Data listing ->
--------------------------------
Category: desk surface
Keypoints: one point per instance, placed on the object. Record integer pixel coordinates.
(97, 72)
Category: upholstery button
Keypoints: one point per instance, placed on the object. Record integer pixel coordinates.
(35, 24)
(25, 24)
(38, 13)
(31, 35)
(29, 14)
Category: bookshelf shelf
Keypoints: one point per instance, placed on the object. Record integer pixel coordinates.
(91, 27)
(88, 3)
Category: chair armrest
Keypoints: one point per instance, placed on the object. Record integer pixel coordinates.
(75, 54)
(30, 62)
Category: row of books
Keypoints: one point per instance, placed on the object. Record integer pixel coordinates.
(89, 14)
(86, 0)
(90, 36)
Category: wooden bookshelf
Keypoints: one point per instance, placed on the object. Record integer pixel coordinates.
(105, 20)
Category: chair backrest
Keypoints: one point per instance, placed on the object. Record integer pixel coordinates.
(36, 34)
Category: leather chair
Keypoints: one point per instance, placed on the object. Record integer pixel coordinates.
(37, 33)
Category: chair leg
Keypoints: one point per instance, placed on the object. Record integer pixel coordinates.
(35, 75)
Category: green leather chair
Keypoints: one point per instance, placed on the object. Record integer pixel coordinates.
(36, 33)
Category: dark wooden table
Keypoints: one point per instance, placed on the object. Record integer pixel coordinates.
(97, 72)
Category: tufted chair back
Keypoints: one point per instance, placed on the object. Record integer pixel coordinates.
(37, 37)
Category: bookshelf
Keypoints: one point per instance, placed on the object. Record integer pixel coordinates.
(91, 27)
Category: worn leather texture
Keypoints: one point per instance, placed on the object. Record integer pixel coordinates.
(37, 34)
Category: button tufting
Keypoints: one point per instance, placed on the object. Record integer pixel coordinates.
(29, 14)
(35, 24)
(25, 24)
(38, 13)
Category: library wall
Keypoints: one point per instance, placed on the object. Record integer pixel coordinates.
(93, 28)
--------------------------------
Required action ->
Copy out the material in full, exactly as it reads.

Exercise result ->
Category: desk surface
Keypoints: one point per instance, placed on the object. Record integer pixel coordinates.
(97, 72)
Category: upholstery button
Keypoints: one point per instance, placed on the object. Record integer pixel coordinates.
(35, 24)
(25, 24)
(38, 13)
(31, 35)
(29, 14)
Category: bookshelf shelf
Keypoints: one point per instance, placed on the object. Record integer pixel coordinates.
(91, 27)
(88, 3)
Category: chair armrest
Keypoints: one point per instance, placed on the object. Record integer pixel coordinates.
(75, 54)
(30, 62)
Category: row of books
Keypoints: one point per instance, placed on the object. Record integer pixel coordinates.
(89, 14)
(86, 0)
(90, 36)
Category: wooden bookshelf
Keypoints: one point per instance, placed on the object. Record integer pixel coordinates.
(105, 20)
Category: chair backrest
Keypoints: one point per instance, placed on the object. Record integer pixel coordinates.
(36, 34)
Category: leather chair
Keypoints: one point per instance, placed on the object. Record integer pixel coordinates.
(37, 33)
Category: chair leg
Keypoints: one point per instance, placed on the object. Record integer pixel coordinates.
(35, 75)
Category: green leather chair
Keypoints: one point per instance, placed on the object. Record integer pixel coordinates.
(36, 33)
Category: dark wooden table
Keypoints: one point per instance, placed on the object. Record integer pixel coordinates.
(97, 72)
Category: tufted chair back
Keypoints: one point per instance, placed on the object. Record integer pixel coordinates.
(37, 37)
Category: bookshelf
Keypoints: one point per instance, placed on the object. Record integer pixel coordinates.
(91, 27)
Category: worn leather texture
Keypoints: one point per instance, placed on the object. Record integer pixel coordinates.
(37, 34)
Category: button tufting
Keypoints: one point per instance, placed on the object. Record integer pixel coordinates.
(29, 14)
(35, 24)
(25, 24)
(38, 13)
Category: library wall
Keypoints: one point per instance, placed on the object. Record integer pixel coordinates.
(93, 28)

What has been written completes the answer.